◆ **Try it**
For the data below, please report each line where the word "hand" is found.

◆ **Dataset**
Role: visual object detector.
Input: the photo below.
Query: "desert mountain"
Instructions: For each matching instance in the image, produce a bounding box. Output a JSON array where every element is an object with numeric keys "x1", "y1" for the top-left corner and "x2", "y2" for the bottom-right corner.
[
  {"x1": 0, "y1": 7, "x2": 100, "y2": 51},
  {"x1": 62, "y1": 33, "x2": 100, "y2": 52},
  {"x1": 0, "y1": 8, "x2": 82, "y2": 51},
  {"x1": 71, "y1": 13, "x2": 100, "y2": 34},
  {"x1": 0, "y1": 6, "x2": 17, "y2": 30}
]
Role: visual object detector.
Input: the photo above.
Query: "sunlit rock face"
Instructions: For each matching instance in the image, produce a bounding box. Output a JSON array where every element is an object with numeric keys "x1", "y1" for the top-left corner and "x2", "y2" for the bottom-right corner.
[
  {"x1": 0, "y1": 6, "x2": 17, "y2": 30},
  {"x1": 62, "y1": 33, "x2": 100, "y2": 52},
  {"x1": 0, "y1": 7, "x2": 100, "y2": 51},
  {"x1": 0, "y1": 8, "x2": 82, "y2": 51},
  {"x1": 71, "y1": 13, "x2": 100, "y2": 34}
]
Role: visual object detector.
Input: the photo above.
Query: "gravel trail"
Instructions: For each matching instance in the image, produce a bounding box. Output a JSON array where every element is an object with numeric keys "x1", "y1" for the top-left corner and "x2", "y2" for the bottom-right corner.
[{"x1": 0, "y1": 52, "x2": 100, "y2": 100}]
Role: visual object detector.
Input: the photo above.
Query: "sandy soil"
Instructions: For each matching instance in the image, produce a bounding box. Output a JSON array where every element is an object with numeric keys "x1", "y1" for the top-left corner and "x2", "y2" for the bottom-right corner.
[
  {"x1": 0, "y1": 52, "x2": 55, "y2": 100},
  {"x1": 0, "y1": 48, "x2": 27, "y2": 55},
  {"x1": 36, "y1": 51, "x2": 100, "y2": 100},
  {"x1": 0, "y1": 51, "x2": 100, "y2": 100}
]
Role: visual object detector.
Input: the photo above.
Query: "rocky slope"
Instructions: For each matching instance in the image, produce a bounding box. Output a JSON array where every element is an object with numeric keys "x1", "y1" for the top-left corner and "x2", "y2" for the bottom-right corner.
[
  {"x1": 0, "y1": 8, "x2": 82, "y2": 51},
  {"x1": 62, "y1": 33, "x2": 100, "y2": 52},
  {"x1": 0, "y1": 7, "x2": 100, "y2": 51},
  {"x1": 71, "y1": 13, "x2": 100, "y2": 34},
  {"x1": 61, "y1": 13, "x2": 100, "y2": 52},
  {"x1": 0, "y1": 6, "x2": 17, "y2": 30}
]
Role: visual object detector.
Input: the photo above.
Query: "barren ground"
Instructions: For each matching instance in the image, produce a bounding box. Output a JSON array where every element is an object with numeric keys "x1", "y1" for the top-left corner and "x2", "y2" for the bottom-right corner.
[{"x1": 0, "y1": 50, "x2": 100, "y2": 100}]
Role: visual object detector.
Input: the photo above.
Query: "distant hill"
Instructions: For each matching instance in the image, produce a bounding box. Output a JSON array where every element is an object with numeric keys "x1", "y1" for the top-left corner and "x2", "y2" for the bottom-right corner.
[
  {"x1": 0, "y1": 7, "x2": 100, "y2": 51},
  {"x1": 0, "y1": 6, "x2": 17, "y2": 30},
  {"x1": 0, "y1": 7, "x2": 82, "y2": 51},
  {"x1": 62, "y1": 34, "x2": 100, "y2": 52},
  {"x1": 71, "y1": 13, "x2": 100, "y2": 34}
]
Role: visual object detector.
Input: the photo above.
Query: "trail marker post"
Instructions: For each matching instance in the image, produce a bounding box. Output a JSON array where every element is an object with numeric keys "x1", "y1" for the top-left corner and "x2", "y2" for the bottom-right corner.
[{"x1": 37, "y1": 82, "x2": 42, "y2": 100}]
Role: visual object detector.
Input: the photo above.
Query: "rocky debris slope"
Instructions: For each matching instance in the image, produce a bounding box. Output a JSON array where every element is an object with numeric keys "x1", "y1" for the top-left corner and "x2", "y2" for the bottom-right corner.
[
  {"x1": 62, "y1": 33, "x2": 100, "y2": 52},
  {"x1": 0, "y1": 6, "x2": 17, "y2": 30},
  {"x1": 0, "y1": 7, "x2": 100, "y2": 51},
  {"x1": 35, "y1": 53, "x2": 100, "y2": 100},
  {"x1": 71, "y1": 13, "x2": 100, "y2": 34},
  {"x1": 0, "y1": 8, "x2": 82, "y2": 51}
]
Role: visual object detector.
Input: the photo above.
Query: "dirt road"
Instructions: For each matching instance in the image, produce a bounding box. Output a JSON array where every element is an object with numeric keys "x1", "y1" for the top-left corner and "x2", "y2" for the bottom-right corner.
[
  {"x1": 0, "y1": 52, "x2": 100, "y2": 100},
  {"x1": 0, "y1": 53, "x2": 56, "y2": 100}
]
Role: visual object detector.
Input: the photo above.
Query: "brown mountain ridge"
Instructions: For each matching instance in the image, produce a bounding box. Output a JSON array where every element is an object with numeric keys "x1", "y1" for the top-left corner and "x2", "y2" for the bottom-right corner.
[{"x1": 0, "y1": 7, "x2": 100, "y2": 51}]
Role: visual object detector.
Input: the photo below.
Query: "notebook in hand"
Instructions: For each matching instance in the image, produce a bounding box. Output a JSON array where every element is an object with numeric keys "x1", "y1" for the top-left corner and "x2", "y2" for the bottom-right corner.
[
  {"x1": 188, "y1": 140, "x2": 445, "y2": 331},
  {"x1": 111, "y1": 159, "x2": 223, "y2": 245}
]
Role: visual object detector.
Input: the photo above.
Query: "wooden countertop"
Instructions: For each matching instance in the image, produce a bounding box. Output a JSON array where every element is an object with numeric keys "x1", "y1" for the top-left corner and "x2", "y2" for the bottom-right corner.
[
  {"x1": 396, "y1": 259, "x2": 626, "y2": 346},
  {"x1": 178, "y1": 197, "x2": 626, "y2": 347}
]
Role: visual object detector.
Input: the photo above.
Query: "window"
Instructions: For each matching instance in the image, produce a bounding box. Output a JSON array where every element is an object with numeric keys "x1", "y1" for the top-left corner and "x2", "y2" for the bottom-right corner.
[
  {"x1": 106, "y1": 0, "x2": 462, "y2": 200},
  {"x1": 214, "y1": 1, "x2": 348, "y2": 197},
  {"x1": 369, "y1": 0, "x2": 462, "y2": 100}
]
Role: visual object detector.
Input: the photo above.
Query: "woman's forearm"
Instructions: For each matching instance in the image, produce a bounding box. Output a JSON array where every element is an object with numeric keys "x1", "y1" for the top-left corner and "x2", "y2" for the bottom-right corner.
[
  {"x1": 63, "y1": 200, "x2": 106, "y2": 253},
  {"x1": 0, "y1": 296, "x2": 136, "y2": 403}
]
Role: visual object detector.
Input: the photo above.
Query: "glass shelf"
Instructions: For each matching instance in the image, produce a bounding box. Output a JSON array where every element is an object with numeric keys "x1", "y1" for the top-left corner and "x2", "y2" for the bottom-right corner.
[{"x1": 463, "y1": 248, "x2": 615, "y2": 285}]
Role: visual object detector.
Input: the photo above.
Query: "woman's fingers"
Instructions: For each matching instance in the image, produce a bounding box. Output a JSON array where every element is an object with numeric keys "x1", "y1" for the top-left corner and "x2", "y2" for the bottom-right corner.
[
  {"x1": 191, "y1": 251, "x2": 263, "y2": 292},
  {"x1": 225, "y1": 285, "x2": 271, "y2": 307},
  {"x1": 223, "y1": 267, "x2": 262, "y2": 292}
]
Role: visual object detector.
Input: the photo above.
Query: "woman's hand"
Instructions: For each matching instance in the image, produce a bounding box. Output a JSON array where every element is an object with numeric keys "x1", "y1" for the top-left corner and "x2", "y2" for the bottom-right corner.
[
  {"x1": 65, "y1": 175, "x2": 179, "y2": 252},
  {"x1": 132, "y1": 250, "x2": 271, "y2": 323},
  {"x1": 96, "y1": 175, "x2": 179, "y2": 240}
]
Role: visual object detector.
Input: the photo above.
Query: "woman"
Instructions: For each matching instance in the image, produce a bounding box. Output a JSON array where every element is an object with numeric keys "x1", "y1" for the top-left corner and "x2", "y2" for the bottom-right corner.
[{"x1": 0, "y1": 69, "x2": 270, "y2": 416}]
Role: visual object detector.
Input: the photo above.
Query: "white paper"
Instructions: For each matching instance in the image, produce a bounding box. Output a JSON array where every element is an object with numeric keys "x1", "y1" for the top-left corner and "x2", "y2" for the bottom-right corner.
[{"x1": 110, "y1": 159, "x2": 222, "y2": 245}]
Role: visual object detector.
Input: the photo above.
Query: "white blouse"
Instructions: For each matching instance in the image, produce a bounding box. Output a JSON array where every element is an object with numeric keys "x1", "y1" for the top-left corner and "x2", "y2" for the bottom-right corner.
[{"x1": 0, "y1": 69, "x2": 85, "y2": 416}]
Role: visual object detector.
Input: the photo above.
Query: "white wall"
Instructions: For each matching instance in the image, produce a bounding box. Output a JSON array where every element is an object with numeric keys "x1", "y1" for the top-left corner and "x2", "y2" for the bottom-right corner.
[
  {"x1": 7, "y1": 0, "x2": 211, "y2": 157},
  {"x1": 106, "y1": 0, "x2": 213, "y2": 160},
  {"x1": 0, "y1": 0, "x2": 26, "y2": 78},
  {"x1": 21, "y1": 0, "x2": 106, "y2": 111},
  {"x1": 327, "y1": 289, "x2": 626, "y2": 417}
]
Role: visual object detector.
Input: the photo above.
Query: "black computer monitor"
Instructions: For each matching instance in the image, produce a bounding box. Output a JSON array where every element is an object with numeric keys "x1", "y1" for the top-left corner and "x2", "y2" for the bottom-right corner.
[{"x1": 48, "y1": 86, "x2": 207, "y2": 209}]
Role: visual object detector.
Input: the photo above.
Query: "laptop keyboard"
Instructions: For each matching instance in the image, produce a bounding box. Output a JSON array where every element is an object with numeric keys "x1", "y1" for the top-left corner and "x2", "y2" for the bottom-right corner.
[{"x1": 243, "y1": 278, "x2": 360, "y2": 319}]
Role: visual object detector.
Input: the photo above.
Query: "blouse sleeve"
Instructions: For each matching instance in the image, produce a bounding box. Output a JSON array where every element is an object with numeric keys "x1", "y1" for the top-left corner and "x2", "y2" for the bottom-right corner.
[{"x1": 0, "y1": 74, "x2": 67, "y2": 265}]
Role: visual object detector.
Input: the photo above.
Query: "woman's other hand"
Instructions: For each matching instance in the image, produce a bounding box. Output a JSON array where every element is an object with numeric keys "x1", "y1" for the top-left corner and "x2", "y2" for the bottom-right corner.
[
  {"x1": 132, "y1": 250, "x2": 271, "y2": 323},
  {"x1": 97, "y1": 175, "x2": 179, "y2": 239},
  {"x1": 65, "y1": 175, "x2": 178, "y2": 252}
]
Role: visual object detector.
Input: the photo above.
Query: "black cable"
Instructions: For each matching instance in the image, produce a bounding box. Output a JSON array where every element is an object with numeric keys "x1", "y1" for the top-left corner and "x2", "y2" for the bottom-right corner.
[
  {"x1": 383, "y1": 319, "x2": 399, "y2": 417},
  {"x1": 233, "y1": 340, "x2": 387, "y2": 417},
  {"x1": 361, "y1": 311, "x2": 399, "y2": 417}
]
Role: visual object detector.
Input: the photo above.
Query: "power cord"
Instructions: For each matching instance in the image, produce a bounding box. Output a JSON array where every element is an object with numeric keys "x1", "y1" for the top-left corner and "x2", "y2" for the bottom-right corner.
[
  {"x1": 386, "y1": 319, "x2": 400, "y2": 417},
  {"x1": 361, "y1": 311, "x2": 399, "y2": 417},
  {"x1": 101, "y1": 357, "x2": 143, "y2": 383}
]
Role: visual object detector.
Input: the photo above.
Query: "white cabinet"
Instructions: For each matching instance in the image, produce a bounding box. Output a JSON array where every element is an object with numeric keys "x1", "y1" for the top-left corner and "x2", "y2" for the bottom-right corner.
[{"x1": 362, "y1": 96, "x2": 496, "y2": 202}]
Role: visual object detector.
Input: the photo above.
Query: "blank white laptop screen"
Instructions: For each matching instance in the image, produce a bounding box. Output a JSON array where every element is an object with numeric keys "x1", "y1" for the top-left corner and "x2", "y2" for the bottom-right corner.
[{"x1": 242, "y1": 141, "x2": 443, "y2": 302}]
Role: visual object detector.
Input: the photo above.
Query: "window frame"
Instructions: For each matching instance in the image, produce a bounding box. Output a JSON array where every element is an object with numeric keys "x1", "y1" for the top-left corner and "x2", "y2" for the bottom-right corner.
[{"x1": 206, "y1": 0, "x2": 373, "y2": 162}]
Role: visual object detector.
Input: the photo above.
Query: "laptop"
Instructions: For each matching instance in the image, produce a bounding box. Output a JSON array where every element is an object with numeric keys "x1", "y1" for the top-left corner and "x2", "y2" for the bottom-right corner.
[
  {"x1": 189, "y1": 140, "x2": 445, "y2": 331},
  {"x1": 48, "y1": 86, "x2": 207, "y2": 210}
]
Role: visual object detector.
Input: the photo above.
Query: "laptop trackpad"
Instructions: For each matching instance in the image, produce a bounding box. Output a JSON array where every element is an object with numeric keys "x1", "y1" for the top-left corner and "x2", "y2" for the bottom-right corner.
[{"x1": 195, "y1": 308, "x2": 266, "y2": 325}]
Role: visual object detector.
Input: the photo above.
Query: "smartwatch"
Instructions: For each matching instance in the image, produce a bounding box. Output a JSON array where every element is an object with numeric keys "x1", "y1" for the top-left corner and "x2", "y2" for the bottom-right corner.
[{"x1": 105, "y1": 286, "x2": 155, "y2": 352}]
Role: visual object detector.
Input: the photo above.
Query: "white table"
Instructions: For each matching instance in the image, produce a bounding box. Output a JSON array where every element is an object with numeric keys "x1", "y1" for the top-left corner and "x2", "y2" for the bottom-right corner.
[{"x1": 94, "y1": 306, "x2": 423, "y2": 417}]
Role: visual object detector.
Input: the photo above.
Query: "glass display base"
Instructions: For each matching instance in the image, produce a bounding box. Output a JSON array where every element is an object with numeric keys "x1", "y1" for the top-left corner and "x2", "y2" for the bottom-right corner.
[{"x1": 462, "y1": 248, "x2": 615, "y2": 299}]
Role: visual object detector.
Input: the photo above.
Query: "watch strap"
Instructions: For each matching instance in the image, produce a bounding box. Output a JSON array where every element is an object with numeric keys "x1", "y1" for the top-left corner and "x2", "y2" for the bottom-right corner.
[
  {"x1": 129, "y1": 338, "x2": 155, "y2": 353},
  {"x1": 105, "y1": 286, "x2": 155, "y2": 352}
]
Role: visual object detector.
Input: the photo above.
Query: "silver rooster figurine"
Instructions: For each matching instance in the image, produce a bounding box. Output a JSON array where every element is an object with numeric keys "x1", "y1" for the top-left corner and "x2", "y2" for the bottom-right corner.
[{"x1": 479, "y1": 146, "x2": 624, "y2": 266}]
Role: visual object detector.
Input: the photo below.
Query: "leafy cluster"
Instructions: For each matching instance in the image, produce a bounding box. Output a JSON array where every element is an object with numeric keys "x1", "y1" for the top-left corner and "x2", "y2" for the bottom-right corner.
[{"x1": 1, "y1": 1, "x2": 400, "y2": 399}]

◆ **Solution below**
Query: "notebook in hand"
Query: "woman's hand"
Query: "woman's other hand"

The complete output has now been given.